◆ **DATA FOR REVIEW**
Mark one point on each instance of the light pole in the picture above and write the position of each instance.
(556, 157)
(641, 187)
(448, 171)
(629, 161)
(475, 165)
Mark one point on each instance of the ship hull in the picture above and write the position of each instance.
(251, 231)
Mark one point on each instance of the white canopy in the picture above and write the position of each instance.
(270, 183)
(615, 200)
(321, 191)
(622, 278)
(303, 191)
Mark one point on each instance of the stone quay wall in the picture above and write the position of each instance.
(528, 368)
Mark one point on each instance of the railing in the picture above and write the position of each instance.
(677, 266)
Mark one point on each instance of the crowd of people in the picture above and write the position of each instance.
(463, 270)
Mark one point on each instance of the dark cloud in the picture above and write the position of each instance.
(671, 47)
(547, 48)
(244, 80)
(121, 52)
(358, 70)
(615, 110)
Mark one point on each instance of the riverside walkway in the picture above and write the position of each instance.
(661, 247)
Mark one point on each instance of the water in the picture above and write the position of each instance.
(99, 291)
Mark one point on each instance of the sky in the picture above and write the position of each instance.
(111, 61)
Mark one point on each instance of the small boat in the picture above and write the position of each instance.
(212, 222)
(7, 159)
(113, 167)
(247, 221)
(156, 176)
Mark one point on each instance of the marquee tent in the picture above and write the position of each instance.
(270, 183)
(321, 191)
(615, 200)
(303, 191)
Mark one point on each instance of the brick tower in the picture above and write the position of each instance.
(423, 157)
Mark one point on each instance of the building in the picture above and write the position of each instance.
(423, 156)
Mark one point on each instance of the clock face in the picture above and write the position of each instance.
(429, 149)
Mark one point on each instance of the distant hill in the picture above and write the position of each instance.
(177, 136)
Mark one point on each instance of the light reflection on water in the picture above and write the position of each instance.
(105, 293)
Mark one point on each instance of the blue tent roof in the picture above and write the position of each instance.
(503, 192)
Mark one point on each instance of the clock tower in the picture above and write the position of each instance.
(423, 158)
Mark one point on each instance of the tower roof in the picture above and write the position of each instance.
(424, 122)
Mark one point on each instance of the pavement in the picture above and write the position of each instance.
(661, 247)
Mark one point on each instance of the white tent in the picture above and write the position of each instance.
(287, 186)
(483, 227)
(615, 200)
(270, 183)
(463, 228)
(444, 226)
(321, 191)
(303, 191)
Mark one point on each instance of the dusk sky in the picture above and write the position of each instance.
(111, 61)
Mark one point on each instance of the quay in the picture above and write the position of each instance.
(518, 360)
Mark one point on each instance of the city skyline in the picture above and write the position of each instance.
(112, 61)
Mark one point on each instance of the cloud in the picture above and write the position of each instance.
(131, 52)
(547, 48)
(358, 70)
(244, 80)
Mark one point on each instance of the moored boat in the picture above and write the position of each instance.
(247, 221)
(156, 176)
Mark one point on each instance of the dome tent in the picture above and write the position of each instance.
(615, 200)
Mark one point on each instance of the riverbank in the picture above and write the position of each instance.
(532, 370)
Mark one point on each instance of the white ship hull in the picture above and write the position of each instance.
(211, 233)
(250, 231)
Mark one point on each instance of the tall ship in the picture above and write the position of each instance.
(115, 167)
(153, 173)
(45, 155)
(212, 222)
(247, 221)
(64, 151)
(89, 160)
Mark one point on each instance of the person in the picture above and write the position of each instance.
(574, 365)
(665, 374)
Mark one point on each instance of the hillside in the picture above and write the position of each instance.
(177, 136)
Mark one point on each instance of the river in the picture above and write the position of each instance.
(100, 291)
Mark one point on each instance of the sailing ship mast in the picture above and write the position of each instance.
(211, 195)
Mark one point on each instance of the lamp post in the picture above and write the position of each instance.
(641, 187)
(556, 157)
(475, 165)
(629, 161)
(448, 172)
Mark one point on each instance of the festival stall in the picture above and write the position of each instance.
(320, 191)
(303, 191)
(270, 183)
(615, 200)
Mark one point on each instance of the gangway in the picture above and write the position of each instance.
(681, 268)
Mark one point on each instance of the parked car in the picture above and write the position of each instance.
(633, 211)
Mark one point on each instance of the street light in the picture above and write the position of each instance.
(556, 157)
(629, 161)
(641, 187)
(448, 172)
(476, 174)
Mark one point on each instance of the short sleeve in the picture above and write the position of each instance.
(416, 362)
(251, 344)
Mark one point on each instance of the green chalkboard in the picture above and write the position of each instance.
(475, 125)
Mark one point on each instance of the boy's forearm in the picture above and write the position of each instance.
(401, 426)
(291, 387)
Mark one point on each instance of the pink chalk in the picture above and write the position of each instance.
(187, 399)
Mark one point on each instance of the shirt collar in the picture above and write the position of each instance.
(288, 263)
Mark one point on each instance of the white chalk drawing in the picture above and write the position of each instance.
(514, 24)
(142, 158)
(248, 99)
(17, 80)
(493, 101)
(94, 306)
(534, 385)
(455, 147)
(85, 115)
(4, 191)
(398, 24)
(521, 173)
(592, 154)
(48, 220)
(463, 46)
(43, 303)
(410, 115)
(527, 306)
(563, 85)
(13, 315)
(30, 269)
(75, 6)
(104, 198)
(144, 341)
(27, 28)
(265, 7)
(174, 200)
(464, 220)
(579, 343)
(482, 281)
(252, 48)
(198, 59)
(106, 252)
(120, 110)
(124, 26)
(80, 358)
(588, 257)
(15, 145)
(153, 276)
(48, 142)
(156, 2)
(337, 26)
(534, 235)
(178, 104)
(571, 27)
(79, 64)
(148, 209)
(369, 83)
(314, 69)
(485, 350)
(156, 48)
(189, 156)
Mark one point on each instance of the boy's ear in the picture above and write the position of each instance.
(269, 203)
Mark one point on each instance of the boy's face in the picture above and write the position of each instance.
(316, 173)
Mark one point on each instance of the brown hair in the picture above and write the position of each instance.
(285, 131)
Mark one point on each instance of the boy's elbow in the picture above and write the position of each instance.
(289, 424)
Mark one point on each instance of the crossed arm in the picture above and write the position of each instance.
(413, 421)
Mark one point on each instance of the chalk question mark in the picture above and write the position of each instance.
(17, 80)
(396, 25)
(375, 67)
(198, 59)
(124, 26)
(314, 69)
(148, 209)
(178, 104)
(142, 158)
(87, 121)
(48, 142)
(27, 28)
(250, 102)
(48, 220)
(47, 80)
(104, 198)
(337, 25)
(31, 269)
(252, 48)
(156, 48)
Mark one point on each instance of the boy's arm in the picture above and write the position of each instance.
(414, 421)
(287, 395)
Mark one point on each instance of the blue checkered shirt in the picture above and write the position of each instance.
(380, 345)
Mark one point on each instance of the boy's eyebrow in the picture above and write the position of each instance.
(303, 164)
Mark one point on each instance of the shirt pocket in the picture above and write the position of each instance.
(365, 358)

◆ **INSTRUCTIONS TO FOLLOW**
Set down every entry exactly as it appears.

◆ **OUTPUT FOR THIS TASK**
Mark one point on each instance of the light pole in the picture above and write the position of each instance.
(556, 157)
(641, 187)
(448, 171)
(629, 161)
(475, 165)
Mark one point on each instance of the ship hull in the picture above and write the position of each instance.
(251, 231)
Mark one point on each instance of the white canopy in the picture above and write the position of each instance.
(270, 183)
(615, 200)
(321, 191)
(622, 278)
(303, 191)
Mark one point on each instance of the stone quay wall in the picture above and write the position of each instance.
(528, 368)
Mark one point on each instance of the railing in the picture above and write the position of each instance.
(677, 266)
Mark one point on each instance of the crowd of people in the picture above and write the position of each instance.
(463, 270)
Mark one point on each instance of the dark cloud in the picture above and write the position of each instance.
(671, 47)
(547, 48)
(244, 80)
(121, 52)
(358, 70)
(615, 110)
Mark one point on each instance of the riverside walkway in the picture above and write the position of each instance.
(661, 247)
Mark one point on each instance of the water in the picture above and write the position of each instance.
(99, 291)
Mark one point on each instance of the sky in the picture above and write the position of each instance.
(111, 61)
Mark one point on each instance of the small boat in the picture above and write the position of each instance.
(212, 222)
(7, 159)
(113, 167)
(247, 221)
(156, 176)
Mark one point on each instance of the marquee tent in the picture above and write the position of each instance.
(270, 183)
(321, 191)
(615, 200)
(303, 191)
Mark one point on each instance of the brick tower in the picture above and write the position of each instance.
(423, 157)
Mark one point on each instance of the building in the picture above and write the position of each instance.
(423, 156)
Mark one point on each instance of the clock face in the picture above and write the position of each instance.
(429, 149)
Mark one point on each instance of the distant hill in the picture above and write the position of each instance.
(177, 136)
Mark one point on each instance of the light reflection on water in the picture above and write the position of each instance.
(105, 293)
Mark one point on each instance of the blue tent roof in the picture above and write the position of each instance.
(503, 192)
Mark one point on each instance of the clock tower in the picture above and write the position of each instance.
(423, 158)
Mark one point on each instance of the tower roof in the picture above and write the position of each instance.
(424, 122)
Mark one point on each instance of the pavement in the picture above and write the position of each instance.
(661, 247)
Mark one point on each instance of the white tent in the picture above and write the position of each instance.
(287, 186)
(483, 227)
(615, 200)
(270, 183)
(463, 228)
(444, 226)
(321, 191)
(303, 191)
Mark one point on each instance of the dusk sky in the picture above and write the position of each instance.
(111, 61)
Mark one point on each instance of the quay in the picture above and write the position of each instance.
(518, 360)
Mark one point on each instance of the city skyline in the picture above and write the position of each instance.
(112, 61)
Mark one point on each instance of the cloud in the picture above and write the position of each instance.
(131, 52)
(547, 48)
(358, 70)
(244, 80)
Mark one point on each instance of the moored boat in the picture above and write the position of each instance.
(247, 221)
(156, 176)
Mark one point on each instance of the dome tent in the picture above and write the position of each instance.
(615, 200)
Mark one point on each instance of the riverbank in the picture above and write the position of each instance.
(532, 370)
Mark one point on each instance of the white ship hull in the picture above and write the position of each instance.
(211, 233)
(250, 231)
Mark one point on each instance of the tall ship in the picture above and write the position of each instance.
(115, 167)
(153, 173)
(45, 155)
(212, 222)
(247, 221)
(64, 151)
(89, 160)
Mark one point on each instance of the person in the picture above and write the position of each instance.
(574, 365)
(665, 374)
Mark one point on each instance of the hillside in the picture above and write the position of each instance.
(177, 136)
Mark one point on each instance of the river in the picture above and write the position of each instance.
(100, 291)
Mark one point on each instance of the sailing ship mast in the picture above and write the position of each instance.
(211, 195)
Mark one point on each instance of the lamp post in the picture above and write the position of each instance.
(641, 187)
(556, 157)
(475, 165)
(629, 161)
(448, 172)
Mark one point on each instance of the festival stall in the picture above and write the position of each instance.
(320, 191)
(303, 191)
(270, 183)
(615, 200)
Mark one point on each instance of the gangway in the picture above and write the position of each instance.
(681, 268)
Mark one point on each instance of the parked car in the picture above and write the position of each instance.
(633, 211)
Mark one point on each instance of the street light in the picture above and write the position of each instance.
(556, 157)
(629, 161)
(641, 187)
(448, 172)
(476, 174)
Mark one point on each instance of the short sleeve in the picture above and write the position of each instance.
(416, 362)
(251, 344)
Mark one point on each instance of the green chalkboard in the picture above and write the position of each instance.
(475, 125)
Mark one point on each instance of the boy's forearm in the picture above and write the position of each instance.
(401, 426)
(291, 387)
Mark one point on each instance of the pink chalk in the picture above and write the position of each instance.
(187, 399)
Mark one point on each instance of the shirt collar in the picture above and write the position of each instance.
(288, 263)
Mark one point on each instance of the white chalk drawing in the picture above and write the position of each instance.
(514, 24)
(142, 158)
(248, 99)
(17, 80)
(493, 101)
(94, 306)
(534, 385)
(455, 147)
(85, 115)
(4, 191)
(398, 24)
(521, 173)
(592, 154)
(48, 220)
(463, 46)
(43, 303)
(410, 115)
(527, 306)
(563, 85)
(13, 315)
(30, 269)
(75, 6)
(104, 198)
(144, 341)
(27, 28)
(265, 7)
(174, 200)
(464, 220)
(579, 343)
(482, 281)
(252, 48)
(198, 59)
(106, 252)
(120, 110)
(124, 26)
(80, 358)
(588, 257)
(15, 145)
(153, 276)
(48, 142)
(156, 2)
(337, 26)
(534, 235)
(178, 104)
(571, 27)
(79, 64)
(148, 209)
(369, 83)
(314, 69)
(485, 350)
(156, 48)
(189, 156)
Mark one point on each instance of the boy's ear in the picture above and write the position of each instance.
(269, 203)
Mark one point on each instance of the boy's face in the picture above and write the position of each instance.
(316, 173)
Mark one point on each instance of the brown hair in the picture above and write the position of each instance.
(285, 131)
Mark one point on each instance of the boy's elbow in the picture above and write the position of each instance.
(289, 424)
Mark one point on each instance of the crossed arm in the picture above and write the position of each instance.
(413, 421)
Mark one point on each instance of the chalk question mark in the picture above and write the position of each instance.
(17, 80)
(396, 25)
(375, 67)
(198, 59)
(124, 26)
(314, 69)
(148, 209)
(178, 104)
(142, 158)
(87, 121)
(48, 142)
(27, 28)
(250, 102)
(48, 220)
(47, 80)
(104, 198)
(337, 25)
(31, 269)
(252, 48)
(156, 48)
Mark one point on each instance of the boy's arm in the picture above and write the position of each instance.
(414, 421)
(287, 395)
Mark one point on each instance of the blue checkered shirt in the picture above and write the position of each instance.
(380, 345)
Mark one point on each instance of the boy's eyebrow in the picture above and write the position of each instance.
(303, 164)
Mark one point on each instance of the shirt pocket in the picture above and write the position of each instance.
(365, 358)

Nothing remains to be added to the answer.